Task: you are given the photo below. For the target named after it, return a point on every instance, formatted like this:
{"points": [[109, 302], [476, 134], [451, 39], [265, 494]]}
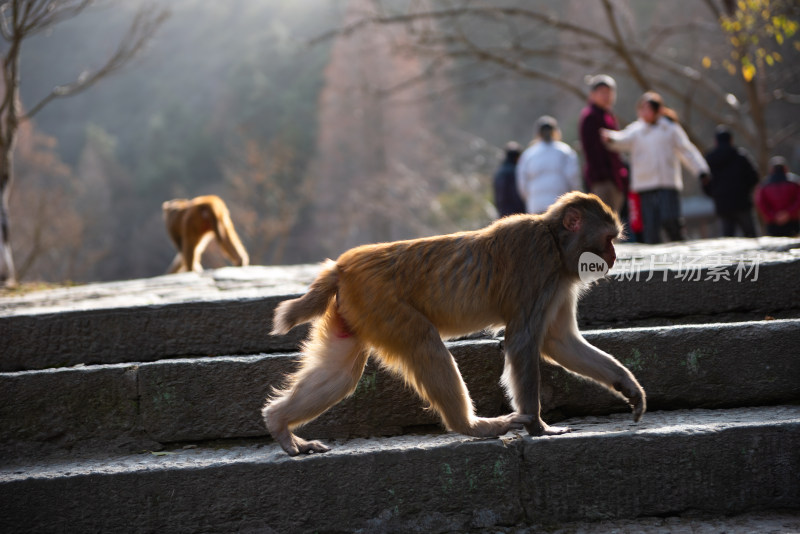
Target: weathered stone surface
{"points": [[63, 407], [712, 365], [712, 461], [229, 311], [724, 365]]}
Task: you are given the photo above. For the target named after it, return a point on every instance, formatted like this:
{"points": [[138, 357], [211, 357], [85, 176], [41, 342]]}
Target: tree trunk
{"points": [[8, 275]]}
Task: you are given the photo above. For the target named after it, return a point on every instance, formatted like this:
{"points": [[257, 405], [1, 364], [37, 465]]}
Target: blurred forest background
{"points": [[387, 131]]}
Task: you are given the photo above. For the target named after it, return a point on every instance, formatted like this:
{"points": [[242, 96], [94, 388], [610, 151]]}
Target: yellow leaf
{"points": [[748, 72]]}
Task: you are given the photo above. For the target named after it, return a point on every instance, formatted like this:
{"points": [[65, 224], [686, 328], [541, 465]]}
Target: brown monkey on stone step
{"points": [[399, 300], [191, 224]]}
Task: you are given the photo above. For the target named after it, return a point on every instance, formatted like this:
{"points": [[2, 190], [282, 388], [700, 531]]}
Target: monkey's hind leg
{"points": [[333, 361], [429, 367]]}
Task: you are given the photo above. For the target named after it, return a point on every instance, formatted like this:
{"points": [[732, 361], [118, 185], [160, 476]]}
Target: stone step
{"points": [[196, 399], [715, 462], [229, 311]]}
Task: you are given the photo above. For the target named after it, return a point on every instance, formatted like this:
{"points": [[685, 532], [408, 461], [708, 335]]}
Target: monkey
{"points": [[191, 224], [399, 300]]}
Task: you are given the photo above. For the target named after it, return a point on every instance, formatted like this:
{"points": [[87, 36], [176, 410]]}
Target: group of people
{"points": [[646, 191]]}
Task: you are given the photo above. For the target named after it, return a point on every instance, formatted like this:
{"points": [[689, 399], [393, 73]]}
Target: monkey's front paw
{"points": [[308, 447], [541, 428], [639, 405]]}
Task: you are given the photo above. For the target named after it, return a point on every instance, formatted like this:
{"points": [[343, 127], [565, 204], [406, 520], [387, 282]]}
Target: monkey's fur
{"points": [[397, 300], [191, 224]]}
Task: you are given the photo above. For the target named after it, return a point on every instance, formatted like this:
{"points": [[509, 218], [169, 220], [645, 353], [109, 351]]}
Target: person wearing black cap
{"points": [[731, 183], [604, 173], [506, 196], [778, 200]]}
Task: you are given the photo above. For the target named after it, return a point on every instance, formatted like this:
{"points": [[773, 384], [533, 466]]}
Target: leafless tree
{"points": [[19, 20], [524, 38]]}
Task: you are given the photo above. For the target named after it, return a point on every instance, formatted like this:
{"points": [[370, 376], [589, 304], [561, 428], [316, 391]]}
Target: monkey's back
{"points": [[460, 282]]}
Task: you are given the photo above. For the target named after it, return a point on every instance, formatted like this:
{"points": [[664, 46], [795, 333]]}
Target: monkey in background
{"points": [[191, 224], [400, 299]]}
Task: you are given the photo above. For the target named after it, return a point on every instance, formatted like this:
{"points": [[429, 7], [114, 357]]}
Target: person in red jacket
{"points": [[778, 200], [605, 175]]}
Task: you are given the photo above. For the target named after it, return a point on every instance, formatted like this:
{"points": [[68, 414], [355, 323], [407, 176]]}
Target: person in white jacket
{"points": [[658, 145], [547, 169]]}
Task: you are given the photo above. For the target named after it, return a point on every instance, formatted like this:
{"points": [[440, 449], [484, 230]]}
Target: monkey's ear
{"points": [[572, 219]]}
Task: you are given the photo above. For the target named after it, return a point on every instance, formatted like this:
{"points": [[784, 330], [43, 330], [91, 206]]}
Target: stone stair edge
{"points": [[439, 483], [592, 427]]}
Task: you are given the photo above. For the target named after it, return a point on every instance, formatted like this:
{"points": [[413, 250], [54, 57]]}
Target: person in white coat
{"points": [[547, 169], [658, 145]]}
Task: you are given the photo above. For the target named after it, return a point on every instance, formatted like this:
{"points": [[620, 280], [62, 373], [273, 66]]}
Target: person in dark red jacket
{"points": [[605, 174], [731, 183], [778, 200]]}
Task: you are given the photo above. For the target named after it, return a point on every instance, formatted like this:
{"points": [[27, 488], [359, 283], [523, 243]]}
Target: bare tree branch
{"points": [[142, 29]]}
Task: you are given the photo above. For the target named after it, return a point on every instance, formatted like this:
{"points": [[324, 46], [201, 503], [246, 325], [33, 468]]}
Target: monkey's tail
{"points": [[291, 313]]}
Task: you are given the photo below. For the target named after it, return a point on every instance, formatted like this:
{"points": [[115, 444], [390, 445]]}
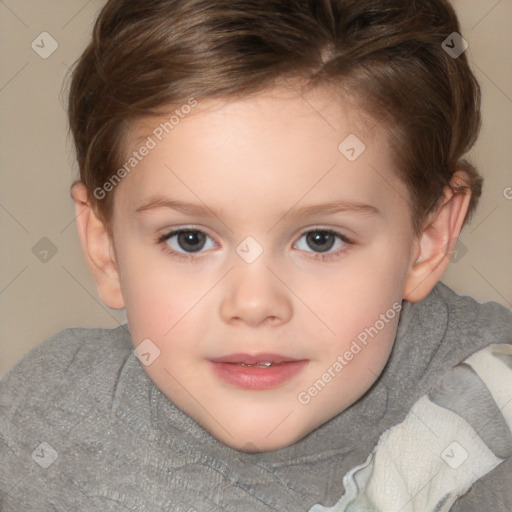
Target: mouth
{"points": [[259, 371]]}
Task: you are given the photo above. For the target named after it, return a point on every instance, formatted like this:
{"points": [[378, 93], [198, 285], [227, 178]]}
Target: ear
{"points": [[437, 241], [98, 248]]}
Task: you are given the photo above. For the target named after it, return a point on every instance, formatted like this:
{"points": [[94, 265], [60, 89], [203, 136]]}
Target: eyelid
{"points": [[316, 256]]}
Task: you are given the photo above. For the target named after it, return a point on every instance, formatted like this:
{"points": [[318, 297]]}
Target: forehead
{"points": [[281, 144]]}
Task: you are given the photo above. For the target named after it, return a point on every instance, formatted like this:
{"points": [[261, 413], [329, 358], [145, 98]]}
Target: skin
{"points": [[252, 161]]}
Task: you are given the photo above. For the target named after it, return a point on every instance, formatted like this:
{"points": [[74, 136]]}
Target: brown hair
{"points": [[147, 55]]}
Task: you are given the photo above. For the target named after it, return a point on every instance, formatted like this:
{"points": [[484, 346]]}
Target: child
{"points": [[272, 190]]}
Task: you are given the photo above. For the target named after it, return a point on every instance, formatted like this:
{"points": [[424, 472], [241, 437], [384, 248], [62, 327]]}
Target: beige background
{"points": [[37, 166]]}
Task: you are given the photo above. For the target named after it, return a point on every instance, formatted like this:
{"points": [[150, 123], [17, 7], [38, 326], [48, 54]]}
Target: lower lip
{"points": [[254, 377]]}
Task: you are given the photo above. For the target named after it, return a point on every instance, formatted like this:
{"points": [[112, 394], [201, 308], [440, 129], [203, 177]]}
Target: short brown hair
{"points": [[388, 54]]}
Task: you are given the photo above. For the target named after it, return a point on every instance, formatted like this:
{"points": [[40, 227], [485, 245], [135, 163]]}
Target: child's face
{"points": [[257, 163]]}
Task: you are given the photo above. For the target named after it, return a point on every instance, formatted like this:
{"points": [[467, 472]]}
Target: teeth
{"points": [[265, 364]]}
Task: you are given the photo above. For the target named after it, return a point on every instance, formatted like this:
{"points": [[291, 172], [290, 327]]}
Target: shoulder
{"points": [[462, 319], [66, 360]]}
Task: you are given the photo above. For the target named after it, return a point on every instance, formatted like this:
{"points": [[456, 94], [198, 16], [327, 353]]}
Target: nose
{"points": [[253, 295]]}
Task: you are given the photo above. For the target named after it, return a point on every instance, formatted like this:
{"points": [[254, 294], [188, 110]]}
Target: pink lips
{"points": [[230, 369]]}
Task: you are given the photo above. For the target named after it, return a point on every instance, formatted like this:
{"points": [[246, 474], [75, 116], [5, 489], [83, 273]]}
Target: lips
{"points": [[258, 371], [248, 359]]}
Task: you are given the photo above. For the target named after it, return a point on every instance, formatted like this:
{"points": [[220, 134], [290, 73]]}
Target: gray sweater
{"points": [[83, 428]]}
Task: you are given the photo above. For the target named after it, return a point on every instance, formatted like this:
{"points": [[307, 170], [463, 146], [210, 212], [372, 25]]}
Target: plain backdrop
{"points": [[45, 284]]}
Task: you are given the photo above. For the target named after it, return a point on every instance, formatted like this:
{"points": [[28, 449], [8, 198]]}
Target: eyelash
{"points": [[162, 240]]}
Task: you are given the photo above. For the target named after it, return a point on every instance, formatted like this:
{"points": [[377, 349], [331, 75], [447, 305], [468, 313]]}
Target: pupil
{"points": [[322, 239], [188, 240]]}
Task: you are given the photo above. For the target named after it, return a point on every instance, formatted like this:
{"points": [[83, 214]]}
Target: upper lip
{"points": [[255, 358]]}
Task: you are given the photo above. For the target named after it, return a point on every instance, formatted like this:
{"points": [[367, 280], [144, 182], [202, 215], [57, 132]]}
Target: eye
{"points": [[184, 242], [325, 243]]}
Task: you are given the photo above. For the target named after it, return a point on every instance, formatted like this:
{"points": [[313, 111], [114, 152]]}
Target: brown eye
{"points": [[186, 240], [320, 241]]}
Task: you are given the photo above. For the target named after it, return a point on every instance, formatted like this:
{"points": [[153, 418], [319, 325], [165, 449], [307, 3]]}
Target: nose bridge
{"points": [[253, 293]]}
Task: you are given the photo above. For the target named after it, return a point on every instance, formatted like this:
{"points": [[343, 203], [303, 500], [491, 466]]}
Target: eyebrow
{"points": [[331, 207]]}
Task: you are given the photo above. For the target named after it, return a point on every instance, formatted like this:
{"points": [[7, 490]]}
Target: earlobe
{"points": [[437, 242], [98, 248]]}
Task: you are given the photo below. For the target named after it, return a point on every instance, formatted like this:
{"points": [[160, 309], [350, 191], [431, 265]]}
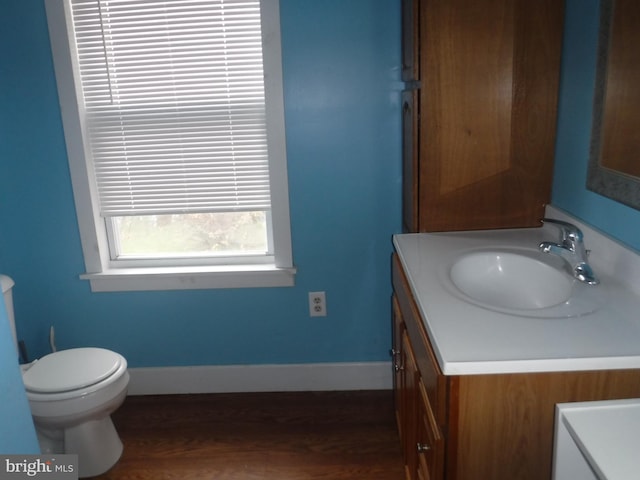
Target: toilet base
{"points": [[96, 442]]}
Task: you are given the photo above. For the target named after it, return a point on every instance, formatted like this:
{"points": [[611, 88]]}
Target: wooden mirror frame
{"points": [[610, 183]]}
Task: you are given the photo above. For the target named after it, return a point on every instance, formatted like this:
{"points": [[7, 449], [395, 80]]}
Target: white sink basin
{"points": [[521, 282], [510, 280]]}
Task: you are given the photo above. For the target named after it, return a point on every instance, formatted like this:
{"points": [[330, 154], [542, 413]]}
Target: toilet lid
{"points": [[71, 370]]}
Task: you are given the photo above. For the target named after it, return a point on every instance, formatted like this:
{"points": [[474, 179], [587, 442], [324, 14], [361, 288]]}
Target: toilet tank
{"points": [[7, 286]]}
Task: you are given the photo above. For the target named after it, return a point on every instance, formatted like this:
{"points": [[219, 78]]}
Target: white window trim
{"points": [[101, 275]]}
:::
List every line of the records above that contains the word "stone", matching case exactly.

• Answer for the task
Target: weathered stone surface
Target: brown monkey on stone step
Target: stone step
Target: stone stair edge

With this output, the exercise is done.